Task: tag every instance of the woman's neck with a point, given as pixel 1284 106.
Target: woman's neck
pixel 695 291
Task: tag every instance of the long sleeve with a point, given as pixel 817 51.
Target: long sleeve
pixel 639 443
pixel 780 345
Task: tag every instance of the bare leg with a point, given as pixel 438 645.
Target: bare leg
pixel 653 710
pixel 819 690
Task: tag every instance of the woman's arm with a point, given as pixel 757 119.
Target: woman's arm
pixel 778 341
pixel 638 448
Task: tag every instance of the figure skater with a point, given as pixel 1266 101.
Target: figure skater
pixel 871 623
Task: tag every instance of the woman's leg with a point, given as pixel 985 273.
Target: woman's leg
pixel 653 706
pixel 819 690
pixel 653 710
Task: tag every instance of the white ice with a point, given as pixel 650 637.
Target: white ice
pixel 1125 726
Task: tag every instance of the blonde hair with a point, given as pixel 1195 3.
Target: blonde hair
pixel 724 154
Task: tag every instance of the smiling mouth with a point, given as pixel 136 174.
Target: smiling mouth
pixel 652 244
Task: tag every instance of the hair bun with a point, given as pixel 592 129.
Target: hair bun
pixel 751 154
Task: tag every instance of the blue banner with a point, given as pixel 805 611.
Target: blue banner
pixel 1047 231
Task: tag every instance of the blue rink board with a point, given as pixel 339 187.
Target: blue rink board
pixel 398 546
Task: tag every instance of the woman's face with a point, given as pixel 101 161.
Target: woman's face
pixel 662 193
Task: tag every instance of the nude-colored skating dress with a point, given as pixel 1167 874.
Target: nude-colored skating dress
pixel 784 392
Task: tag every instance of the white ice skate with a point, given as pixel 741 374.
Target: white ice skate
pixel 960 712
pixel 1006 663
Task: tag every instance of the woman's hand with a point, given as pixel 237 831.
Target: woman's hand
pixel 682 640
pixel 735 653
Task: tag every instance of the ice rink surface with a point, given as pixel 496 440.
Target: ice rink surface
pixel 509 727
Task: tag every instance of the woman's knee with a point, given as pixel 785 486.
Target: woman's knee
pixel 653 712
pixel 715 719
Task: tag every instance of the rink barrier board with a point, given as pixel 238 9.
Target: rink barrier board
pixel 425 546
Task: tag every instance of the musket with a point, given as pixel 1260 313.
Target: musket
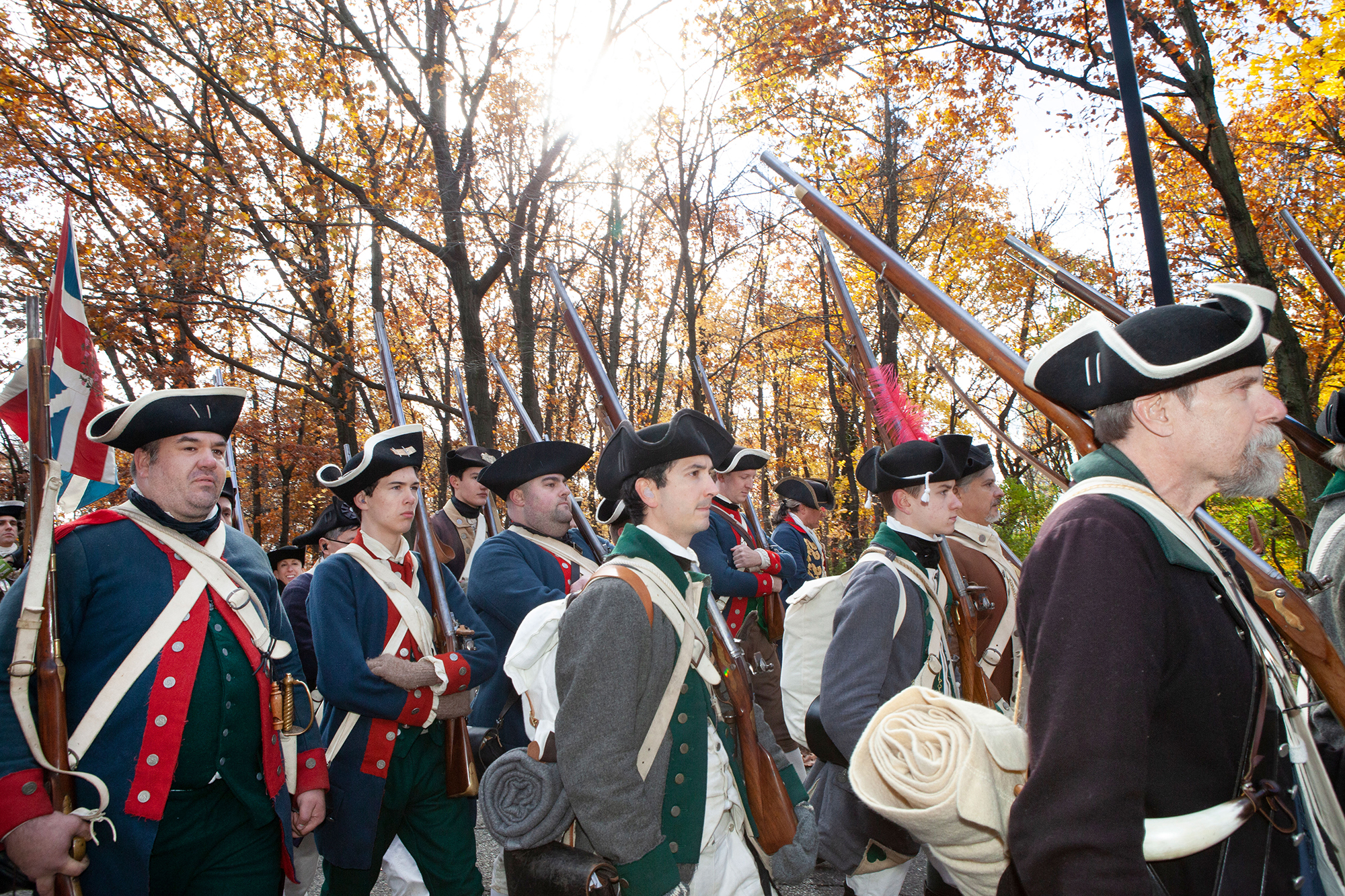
pixel 459 767
pixel 232 466
pixel 1281 603
pixel 773 604
pixel 53 727
pixel 1304 438
pixel 527 419
pixel 493 524
pixel 767 797
pixel 1316 263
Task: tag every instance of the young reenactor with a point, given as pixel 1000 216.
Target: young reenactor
pixel 194 768
pixel 385 688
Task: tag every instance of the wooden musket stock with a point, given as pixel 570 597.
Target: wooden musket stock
pixel 1282 604
pixel 767 797
pixel 459 766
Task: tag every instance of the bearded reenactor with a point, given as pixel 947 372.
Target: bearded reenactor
pixel 804 505
pixel 890 633
pixel 1149 669
pixel 539 559
pixel 660 792
pixel 385 688
pixel 461 526
pixel 194 768
pixel 744 576
pixel 11 549
pixel 984 560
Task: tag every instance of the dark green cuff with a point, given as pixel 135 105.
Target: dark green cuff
pixel 653 873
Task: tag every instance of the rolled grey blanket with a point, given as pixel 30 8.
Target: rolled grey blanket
pixel 523 801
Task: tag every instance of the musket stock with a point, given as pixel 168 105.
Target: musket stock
pixel 459 766
pixel 527 419
pixel 1282 604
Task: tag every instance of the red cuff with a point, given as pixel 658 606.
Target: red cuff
pixel 459 673
pixel 22 798
pixel 313 771
pixel 418 706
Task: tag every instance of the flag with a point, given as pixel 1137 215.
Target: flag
pixel 88 469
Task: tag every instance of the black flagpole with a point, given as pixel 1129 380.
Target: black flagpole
pixel 1143 165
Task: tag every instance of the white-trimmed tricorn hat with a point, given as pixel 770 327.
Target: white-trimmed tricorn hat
pixel 383 455
pixel 1096 364
pixel 169 412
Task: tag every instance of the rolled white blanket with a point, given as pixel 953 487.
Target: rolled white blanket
pixel 946 771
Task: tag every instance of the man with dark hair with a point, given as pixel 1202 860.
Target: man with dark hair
pixel 387 689
pixel 461 525
pixel 804 505
pixel 1155 689
pixel 890 633
pixel 657 787
pixel 747 579
pixel 984 560
pixel 184 610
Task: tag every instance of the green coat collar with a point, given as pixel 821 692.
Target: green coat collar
pixel 1110 460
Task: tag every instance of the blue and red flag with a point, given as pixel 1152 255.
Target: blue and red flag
pixel 88 469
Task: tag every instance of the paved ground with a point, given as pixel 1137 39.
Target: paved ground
pixel 825 880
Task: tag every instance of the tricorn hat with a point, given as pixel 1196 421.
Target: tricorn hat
pixel 336 516
pixel 169 412
pixel 631 451
pixel 384 454
pixel 461 459
pixel 529 462
pixel 914 463
pixel 1094 364
pixel 286 552
pixel 742 458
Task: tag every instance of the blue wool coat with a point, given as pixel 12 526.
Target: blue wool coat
pixel 348 611
pixel 512 576
pixel 112 583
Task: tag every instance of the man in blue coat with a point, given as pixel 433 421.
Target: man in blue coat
pixel 190 758
pixel 385 686
pixel 536 560
pixel 744 577
pixel 804 505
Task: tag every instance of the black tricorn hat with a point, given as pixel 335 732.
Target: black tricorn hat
pixel 1094 364
pixel 827 495
pixel 742 458
pixel 611 512
pixel 801 490
pixel 1328 421
pixel 914 463
pixel 529 462
pixel 336 516
pixel 978 459
pixel 169 412
pixel 631 451
pixel 286 552
pixel 461 459
pixel 384 454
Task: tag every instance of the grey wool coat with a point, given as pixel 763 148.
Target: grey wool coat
pixel 866 666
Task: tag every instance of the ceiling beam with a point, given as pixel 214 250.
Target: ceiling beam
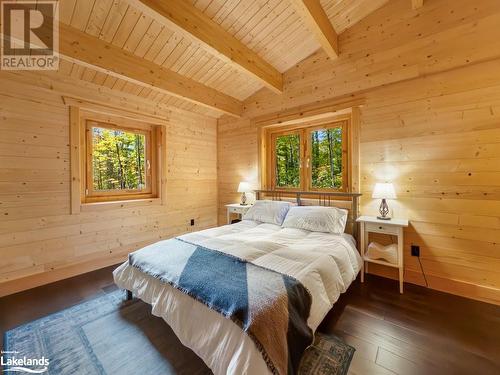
pixel 316 20
pixel 85 49
pixel 181 16
pixel 416 4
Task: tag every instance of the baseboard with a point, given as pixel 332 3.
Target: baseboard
pixel 32 281
pixel 458 287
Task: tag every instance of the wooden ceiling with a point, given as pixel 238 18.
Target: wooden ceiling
pixel 273 30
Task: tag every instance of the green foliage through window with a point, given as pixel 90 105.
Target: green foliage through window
pixel 118 160
pixel 288 160
pixel 326 158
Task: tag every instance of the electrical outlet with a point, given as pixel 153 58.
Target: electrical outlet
pixel 415 250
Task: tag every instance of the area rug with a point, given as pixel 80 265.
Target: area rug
pixel 108 335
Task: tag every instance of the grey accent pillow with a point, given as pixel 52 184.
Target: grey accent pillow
pixel 317 219
pixel 266 211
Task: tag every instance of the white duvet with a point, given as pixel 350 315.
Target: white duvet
pixel 325 263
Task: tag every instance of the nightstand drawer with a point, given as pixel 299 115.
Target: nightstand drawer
pixel 381 228
pixel 238 210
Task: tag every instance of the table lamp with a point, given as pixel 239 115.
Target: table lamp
pixel 244 187
pixel 384 191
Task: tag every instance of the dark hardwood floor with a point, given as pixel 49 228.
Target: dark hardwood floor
pixel 420 332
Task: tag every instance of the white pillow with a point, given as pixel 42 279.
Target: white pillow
pixel 272 212
pixel 317 219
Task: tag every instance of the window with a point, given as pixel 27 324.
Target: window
pixel 120 162
pixel 309 158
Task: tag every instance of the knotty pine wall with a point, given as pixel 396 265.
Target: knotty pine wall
pixel 40 241
pixel 430 124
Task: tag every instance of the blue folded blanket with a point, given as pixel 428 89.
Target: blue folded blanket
pixel 272 308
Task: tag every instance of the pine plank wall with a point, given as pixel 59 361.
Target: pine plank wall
pixel 430 123
pixel 40 241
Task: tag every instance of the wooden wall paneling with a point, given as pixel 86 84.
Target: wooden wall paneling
pixel 40 240
pixel 75 161
pixel 433 132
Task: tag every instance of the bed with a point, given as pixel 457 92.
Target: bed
pixel 325 263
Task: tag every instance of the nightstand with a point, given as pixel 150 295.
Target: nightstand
pixel 236 208
pixel 393 227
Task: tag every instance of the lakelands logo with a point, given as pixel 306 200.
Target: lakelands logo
pixel 10 362
pixel 30 35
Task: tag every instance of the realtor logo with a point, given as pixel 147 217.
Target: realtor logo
pixel 30 35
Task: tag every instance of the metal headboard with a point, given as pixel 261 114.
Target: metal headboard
pixel 324 199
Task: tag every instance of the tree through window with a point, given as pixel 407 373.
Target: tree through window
pixel 120 162
pixel 309 158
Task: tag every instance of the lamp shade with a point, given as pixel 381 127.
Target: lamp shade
pixel 244 187
pixel 384 191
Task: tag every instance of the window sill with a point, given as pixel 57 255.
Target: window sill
pixel 101 206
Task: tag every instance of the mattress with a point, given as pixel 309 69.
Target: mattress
pixel 325 263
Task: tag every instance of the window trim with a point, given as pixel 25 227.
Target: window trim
pixel 305 169
pixel 92 196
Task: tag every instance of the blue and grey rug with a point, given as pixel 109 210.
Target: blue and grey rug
pixel 107 335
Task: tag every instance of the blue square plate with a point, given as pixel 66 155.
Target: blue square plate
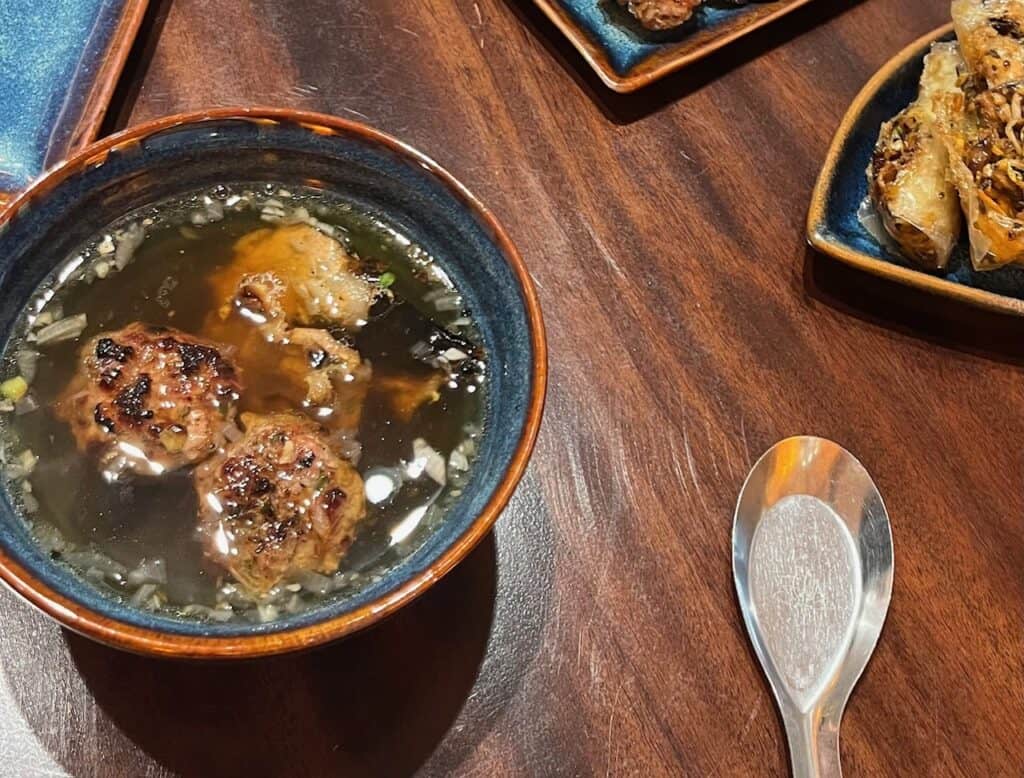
pixel 59 61
pixel 834 224
pixel 627 56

- - - - -

With the first line of the records as the start and the line holding "Task: tag every instance of the woman's leg" as the end, please copy exactly those lines and no others.

Completed task >>
Task: tag every instance of the woman's neck with a point, given as pixel 1284 106.
Target: woman's neck
pixel 695 291
Task: tag every instance of the long sleeve with a point, given as pixel 817 51.
Target: long sleeve
pixel 639 443
pixel 780 345
Task: tag every instance of the bare leg with a point, given as pixel 438 645.
Target: bare leg
pixel 653 710
pixel 819 690
Task: tag every instance of the woman's arm with a point, given as pixel 757 119.
Target: woman's arm
pixel 778 341
pixel 638 448
Task: tag every instance of the figure skater with a point, given as pixel 1266 101.
Target: figure skater
pixel 871 623
Task: tag every instance of the woman's leg with a point, given as pixel 985 273.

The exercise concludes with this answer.